**Excerpt provided:**
|---|

No headphone jack, no buy. It's not a question of whether a headphone jack is useful to you, it's just the principle of it - there's no good reason to remove it (especially for the asking price of FP5), and more importantly, it goes against what the Fairphone stands for, IMO. I can understand if it were some other profit-driven company making a shrewd business decision, but for Fairphone to do it, seems very unfair to me.

[–] [email protected] 0 points 1 year ago (5 children)

There is a good reason to remove it. Especially for a company like fairphone. Why waste resources and money into making a redundant component (USB-C can do audio, also the majority of people have switched to wireless audio) when you're trying to make a planet-conscious product?

[–] [email protected] 0 points 1 year ago (4 children)

There is no good faith argument that can be made for the removal of the headphone jack. Companies removed it to sell overpriced wireless headphones.
They said it was due to size, but new phones are quite chunky these days so that's not true. Waterproofing? Can be done, many phones have waterproofing and a headphone jack.

|---|

**Information provided:**
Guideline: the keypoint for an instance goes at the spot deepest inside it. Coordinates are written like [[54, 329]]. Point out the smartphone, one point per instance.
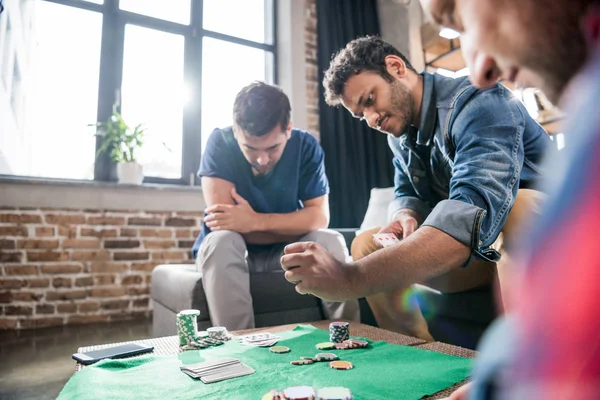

|---|

**Exercise instructions:** Reproduce the headphone jack discussion from "There is a good" up to and including "ago (4 children)".

**Expected answer:**
There is a good reason to remove it. Especially for a company like fairphone. Why waste resources and money into making a redundant component (USB-C can do audio, also the majority of people have switched to wireless audio) when you're trying to make a planet-conscious product?

[–] [email protected] 0 points 1 year ago (4 children)